Stored data entries
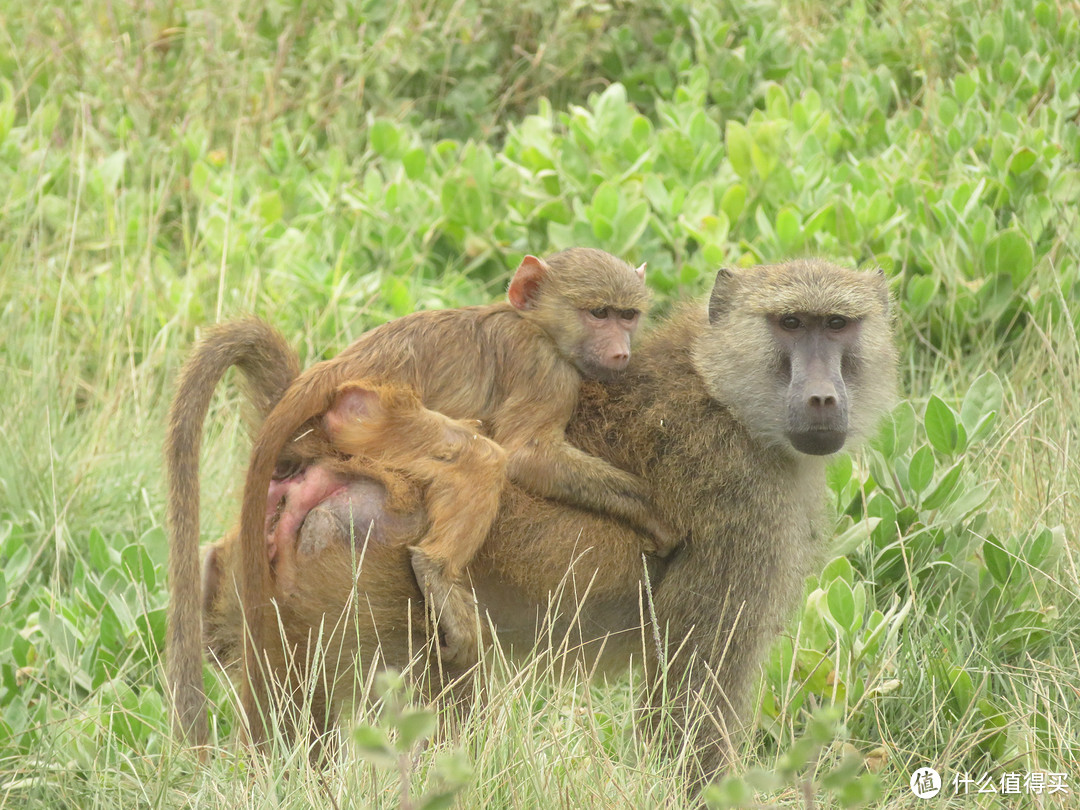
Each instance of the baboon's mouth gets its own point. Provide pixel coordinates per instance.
(818, 442)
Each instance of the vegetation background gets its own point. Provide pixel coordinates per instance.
(329, 165)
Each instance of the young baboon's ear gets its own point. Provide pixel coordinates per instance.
(719, 299)
(356, 401)
(525, 286)
(882, 284)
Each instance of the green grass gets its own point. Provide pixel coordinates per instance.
(332, 165)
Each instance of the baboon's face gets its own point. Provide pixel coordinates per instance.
(812, 350)
(800, 352)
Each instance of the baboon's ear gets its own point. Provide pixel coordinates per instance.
(882, 285)
(525, 286)
(719, 299)
(358, 401)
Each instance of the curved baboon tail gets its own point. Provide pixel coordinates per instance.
(269, 364)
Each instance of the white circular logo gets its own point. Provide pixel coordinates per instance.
(926, 783)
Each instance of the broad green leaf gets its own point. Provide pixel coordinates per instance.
(984, 399)
(920, 472)
(942, 493)
(733, 201)
(1009, 253)
(739, 144)
(606, 200)
(839, 568)
(630, 226)
(919, 291)
(1039, 548)
(1022, 161)
(961, 692)
(788, 229)
(415, 161)
(385, 137)
(841, 604)
(943, 429)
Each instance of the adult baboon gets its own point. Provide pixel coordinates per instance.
(728, 410)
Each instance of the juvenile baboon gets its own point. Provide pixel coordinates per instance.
(728, 410)
(516, 366)
(462, 474)
(269, 365)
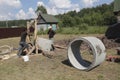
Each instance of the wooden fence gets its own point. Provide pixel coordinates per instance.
(10, 32)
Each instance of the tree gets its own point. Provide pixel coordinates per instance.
(41, 9)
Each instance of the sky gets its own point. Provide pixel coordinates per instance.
(25, 9)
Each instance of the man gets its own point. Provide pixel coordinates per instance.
(23, 43)
(51, 34)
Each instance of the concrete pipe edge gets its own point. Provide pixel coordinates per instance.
(75, 57)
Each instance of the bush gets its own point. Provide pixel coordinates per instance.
(83, 26)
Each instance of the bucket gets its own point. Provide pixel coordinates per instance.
(25, 58)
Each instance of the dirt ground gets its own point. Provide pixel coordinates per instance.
(56, 67)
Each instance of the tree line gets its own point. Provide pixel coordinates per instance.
(101, 15)
(96, 16)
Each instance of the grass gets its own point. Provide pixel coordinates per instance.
(58, 68)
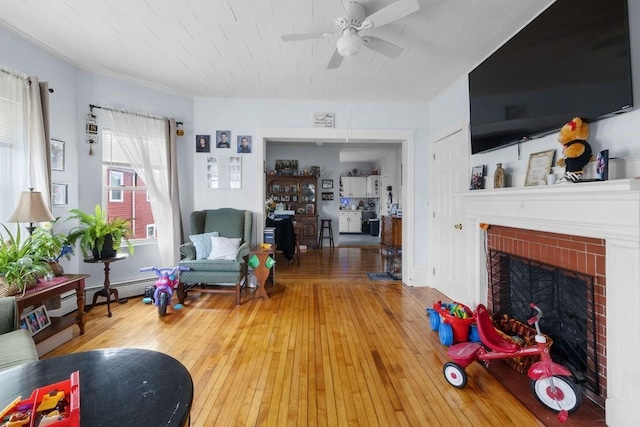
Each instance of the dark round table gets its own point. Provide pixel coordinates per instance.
(118, 386)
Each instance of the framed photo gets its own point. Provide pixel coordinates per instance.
(35, 320)
(287, 167)
(244, 144)
(202, 143)
(477, 178)
(59, 194)
(224, 139)
(539, 167)
(57, 155)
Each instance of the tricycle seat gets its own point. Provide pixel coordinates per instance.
(488, 334)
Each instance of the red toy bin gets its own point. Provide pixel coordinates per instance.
(459, 317)
(71, 389)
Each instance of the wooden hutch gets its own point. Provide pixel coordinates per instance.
(391, 244)
(297, 193)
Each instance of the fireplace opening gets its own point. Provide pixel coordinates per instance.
(567, 301)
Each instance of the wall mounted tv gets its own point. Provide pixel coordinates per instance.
(573, 60)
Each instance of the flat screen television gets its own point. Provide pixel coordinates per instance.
(573, 60)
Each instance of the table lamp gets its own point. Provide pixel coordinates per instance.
(31, 209)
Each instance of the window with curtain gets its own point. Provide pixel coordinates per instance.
(13, 150)
(124, 190)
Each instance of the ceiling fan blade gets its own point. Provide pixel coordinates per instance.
(304, 36)
(393, 12)
(383, 47)
(335, 61)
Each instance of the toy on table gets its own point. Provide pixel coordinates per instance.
(576, 151)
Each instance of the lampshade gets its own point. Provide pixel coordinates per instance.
(31, 208)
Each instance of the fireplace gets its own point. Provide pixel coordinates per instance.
(606, 217)
(567, 298)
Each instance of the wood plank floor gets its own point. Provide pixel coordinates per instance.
(330, 347)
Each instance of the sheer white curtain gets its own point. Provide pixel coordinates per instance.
(149, 148)
(23, 146)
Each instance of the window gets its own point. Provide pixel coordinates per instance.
(116, 179)
(13, 149)
(124, 189)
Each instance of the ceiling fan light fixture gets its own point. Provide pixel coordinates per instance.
(349, 44)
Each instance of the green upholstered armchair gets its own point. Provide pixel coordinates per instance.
(217, 275)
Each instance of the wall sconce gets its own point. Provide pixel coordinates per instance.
(31, 209)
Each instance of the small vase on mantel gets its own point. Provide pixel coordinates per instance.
(498, 177)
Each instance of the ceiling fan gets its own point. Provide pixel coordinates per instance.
(357, 21)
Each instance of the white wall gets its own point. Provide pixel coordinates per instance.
(247, 116)
(74, 90)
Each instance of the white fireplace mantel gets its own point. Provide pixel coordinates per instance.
(607, 210)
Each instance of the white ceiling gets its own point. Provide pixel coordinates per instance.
(232, 48)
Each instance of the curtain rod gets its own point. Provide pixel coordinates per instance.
(14, 73)
(20, 76)
(149, 116)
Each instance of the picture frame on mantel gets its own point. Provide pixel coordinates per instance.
(538, 168)
(477, 178)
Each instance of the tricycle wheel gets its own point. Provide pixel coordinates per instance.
(445, 332)
(567, 397)
(455, 374)
(162, 304)
(434, 319)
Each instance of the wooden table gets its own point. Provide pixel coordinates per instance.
(118, 386)
(47, 290)
(262, 271)
(107, 290)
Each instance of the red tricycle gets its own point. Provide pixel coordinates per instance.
(162, 292)
(550, 381)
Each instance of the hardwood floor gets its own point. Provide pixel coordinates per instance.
(330, 347)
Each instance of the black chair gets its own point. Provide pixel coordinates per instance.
(285, 236)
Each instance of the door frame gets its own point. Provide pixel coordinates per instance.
(404, 137)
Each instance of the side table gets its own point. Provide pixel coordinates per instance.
(107, 290)
(46, 290)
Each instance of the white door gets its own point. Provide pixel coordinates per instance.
(449, 175)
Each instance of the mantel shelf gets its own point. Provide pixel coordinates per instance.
(586, 188)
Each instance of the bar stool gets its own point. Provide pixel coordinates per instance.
(325, 224)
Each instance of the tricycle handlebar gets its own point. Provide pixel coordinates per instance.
(162, 271)
(538, 315)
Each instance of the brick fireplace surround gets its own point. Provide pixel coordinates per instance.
(586, 216)
(584, 255)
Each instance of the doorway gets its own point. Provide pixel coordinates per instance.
(357, 136)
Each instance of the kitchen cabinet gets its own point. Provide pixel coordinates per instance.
(353, 186)
(350, 221)
(373, 186)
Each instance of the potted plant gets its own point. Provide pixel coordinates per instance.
(20, 265)
(99, 235)
(51, 246)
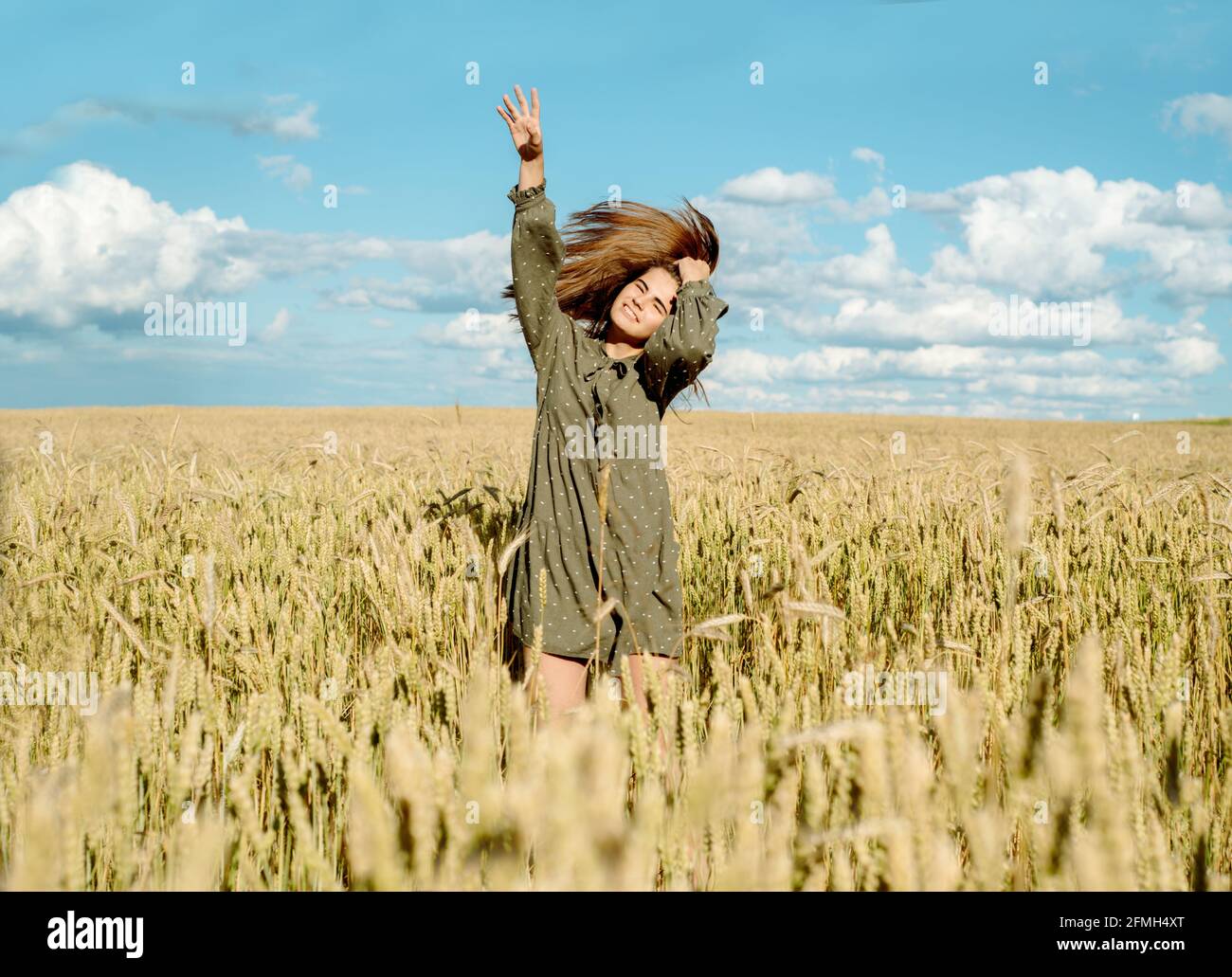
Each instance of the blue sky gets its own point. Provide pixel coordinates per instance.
(897, 171)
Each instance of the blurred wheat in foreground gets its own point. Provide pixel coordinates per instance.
(292, 618)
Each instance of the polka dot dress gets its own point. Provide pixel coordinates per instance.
(595, 410)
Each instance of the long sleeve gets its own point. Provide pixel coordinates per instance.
(684, 344)
(537, 254)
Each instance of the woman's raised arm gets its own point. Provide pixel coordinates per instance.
(536, 249)
(684, 344)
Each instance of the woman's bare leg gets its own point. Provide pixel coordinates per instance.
(563, 681)
(664, 669)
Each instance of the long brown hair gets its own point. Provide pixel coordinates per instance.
(608, 245)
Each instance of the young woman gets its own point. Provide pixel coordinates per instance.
(600, 525)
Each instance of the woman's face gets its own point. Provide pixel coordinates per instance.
(643, 303)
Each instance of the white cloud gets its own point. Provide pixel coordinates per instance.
(294, 175)
(772, 186)
(90, 241)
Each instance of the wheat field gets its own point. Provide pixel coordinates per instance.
(292, 618)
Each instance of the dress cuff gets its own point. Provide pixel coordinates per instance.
(524, 196)
(702, 286)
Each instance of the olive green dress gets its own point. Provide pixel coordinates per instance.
(580, 389)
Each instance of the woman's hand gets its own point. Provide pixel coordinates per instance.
(524, 124)
(691, 270)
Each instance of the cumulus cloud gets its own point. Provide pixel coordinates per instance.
(294, 175)
(1205, 115)
(280, 122)
(772, 186)
(89, 241)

_YOUR GOAL_
Repeat, without change, each line of the data above from the one that contains "Each instance of the white cloud" through the final line, counting both.

_EXPECTED OUTPUT_
Each instance of the white cloud gets its own point. Provide pixel coordinates per instance.
(294, 175)
(772, 186)
(90, 241)
Each instance of the wheat field gets its own point. Provide pixel coordinates per instance.
(292, 618)
Each instance of the dress cuff gets its own point. Provide pixel coordinates per instance.
(524, 196)
(702, 286)
Each instance of the olive green dress gets its own point. Provide pixel coordinates per instance.
(580, 389)
Each instance of the woman's hand gets its own point. Provide pixel coordinates per instance.
(524, 124)
(691, 270)
Each instance of the cumulus cloud gets its own point. Provide pixel coordinates per instance.
(294, 175)
(1205, 115)
(280, 122)
(772, 186)
(89, 241)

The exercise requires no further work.